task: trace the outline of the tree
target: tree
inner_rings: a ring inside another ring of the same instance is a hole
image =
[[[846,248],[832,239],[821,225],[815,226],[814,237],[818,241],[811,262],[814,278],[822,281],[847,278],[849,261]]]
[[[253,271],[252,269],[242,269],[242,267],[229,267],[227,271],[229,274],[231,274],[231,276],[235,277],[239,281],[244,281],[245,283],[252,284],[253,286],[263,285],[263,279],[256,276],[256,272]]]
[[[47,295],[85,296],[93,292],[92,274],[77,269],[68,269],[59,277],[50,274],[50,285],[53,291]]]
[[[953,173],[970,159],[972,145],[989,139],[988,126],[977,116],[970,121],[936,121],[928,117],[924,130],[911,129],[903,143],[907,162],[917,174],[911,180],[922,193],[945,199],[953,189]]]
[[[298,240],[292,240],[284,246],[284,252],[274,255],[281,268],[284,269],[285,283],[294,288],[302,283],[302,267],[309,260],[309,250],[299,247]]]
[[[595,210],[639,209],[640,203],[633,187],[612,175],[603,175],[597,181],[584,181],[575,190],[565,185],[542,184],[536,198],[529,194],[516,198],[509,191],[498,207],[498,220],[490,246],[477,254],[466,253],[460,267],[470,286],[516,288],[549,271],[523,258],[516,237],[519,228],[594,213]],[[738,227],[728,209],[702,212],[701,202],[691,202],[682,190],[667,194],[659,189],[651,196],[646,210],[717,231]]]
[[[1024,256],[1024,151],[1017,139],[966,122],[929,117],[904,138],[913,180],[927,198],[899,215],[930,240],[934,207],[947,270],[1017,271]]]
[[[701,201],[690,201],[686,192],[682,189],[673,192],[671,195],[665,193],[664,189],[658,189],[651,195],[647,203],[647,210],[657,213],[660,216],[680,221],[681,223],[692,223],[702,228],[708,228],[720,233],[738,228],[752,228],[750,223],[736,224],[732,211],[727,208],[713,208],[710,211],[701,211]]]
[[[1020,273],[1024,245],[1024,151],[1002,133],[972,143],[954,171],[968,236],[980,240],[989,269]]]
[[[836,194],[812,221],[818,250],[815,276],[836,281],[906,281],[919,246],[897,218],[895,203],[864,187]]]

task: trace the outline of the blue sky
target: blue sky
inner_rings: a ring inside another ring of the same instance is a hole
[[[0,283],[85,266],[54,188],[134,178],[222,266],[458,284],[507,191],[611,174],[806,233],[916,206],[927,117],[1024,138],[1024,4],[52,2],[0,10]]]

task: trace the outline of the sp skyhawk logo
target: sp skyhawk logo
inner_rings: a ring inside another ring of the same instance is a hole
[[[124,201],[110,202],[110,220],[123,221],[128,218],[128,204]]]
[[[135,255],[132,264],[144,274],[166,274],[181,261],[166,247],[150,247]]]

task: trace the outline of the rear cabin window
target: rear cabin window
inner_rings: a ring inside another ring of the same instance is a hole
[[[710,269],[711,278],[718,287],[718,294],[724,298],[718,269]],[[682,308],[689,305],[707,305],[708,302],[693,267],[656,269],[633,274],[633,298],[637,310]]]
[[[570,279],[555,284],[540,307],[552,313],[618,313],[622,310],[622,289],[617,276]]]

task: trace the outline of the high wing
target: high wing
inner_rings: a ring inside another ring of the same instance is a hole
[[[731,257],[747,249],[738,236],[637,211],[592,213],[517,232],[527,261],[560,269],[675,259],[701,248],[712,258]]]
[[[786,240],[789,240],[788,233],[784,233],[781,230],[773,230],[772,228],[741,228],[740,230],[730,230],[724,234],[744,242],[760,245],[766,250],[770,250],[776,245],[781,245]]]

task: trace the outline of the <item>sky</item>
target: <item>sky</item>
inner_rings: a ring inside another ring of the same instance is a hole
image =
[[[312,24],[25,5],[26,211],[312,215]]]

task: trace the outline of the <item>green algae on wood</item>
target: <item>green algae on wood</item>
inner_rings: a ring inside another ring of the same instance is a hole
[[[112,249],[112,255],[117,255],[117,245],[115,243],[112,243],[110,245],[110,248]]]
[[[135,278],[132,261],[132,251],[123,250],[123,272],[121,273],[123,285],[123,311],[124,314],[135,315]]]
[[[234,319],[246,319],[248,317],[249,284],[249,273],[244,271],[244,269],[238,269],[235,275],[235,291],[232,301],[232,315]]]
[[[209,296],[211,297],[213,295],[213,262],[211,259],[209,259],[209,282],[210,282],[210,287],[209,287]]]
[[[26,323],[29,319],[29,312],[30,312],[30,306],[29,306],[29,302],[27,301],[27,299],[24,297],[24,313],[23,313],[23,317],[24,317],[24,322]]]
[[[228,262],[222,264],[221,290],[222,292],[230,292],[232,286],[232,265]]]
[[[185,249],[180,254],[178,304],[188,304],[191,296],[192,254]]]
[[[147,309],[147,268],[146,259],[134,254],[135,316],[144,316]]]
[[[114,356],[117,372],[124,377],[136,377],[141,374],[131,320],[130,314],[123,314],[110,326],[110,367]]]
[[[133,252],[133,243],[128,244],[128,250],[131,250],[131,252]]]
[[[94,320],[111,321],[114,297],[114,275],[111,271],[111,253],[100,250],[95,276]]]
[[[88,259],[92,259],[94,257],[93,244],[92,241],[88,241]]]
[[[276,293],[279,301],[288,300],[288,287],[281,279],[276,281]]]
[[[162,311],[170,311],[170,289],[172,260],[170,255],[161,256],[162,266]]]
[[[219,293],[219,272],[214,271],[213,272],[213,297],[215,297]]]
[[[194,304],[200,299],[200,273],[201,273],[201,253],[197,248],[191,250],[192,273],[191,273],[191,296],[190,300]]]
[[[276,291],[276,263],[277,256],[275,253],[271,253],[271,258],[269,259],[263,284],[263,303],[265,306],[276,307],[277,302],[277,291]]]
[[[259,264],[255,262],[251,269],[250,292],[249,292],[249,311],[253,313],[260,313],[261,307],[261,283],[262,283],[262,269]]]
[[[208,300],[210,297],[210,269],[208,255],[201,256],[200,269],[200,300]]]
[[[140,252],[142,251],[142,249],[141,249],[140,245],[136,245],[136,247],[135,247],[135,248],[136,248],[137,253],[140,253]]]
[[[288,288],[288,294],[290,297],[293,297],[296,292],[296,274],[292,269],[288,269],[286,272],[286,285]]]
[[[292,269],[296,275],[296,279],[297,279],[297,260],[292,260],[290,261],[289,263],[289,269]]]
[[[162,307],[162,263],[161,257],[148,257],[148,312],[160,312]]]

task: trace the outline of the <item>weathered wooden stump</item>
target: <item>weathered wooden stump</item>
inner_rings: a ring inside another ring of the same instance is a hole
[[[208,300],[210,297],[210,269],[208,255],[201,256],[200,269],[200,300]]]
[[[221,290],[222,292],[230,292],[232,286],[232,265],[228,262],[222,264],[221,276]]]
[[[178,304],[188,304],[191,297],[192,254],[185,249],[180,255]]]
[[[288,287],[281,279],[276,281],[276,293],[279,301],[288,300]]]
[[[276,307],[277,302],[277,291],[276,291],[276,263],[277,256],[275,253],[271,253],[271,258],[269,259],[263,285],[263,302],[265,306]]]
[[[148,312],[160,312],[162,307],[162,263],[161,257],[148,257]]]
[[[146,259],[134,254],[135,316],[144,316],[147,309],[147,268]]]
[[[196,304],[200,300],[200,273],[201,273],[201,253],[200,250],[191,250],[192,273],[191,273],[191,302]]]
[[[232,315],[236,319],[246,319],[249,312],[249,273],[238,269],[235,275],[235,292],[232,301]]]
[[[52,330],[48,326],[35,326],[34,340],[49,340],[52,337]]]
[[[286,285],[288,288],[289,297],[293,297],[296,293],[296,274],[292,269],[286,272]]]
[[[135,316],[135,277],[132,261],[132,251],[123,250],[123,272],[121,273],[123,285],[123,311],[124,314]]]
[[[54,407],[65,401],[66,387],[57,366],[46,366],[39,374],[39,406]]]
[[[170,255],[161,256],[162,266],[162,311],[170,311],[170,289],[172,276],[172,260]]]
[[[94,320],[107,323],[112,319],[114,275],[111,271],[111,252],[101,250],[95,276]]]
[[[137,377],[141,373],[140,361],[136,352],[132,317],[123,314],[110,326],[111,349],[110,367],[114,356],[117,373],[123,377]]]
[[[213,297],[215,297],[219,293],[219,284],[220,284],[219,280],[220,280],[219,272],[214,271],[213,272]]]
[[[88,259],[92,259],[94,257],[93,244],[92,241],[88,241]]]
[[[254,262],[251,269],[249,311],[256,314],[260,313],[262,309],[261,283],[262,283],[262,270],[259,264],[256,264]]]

• • • •

Activity.
Output nothing but the lines from the one with "task: trace the outline of the <item>weathered" through the last line above, each exactly as it stands.

Task output.
task: trace the outline of the <item>weathered wooden stump</item>
target: <item>weathered wooden stump</item>
inner_rings: a ring inside another ring of the same instance is a hole
[[[208,300],[210,297],[210,269],[208,255],[201,256],[200,269],[200,300]]]
[[[221,290],[222,292],[230,292],[232,286],[232,265],[228,262],[222,264],[221,276]]]
[[[178,304],[188,304],[191,297],[192,254],[185,249],[180,255]]]
[[[288,287],[281,279],[276,281],[276,293],[279,301],[288,300]]]
[[[276,307],[277,302],[277,291],[276,291],[276,263],[277,256],[275,253],[271,253],[271,258],[269,259],[263,285],[263,302],[265,306]]]
[[[148,312],[160,312],[162,307],[162,263],[161,257],[148,257]]]
[[[146,259],[134,254],[135,316],[144,316],[147,309],[147,268]]]
[[[196,304],[200,300],[200,273],[201,273],[201,253],[200,250],[191,250],[192,273],[191,273],[191,302]]]
[[[232,315],[236,319],[246,319],[249,312],[249,273],[238,269],[235,275],[235,292],[232,301]]]
[[[52,330],[48,326],[35,326],[34,340],[49,340],[52,337]]]
[[[286,285],[288,288],[289,297],[293,297],[296,293],[296,274],[292,269],[286,272]]]
[[[135,316],[135,277],[132,261],[132,251],[123,250],[123,272],[121,273],[123,285],[123,311],[124,314]]]
[[[54,407],[65,401],[66,387],[57,366],[46,366],[39,374],[39,406]]]
[[[170,255],[161,256],[162,266],[162,311],[170,311],[170,289],[172,276],[172,260]]]
[[[94,320],[107,323],[112,319],[114,275],[111,271],[111,252],[101,250],[95,276]]]
[[[137,377],[141,373],[140,361],[136,352],[132,317],[123,314],[110,326],[111,349],[110,367],[114,356],[117,373],[123,377]]]
[[[213,297],[215,297],[219,293],[219,284],[220,284],[219,280],[220,280],[219,272],[214,271],[213,272]]]
[[[88,259],[92,259],[94,257],[93,244],[92,241],[88,241]]]
[[[254,262],[251,269],[249,311],[256,314],[260,313],[262,309],[261,283],[262,283],[262,270],[259,264],[256,264]]]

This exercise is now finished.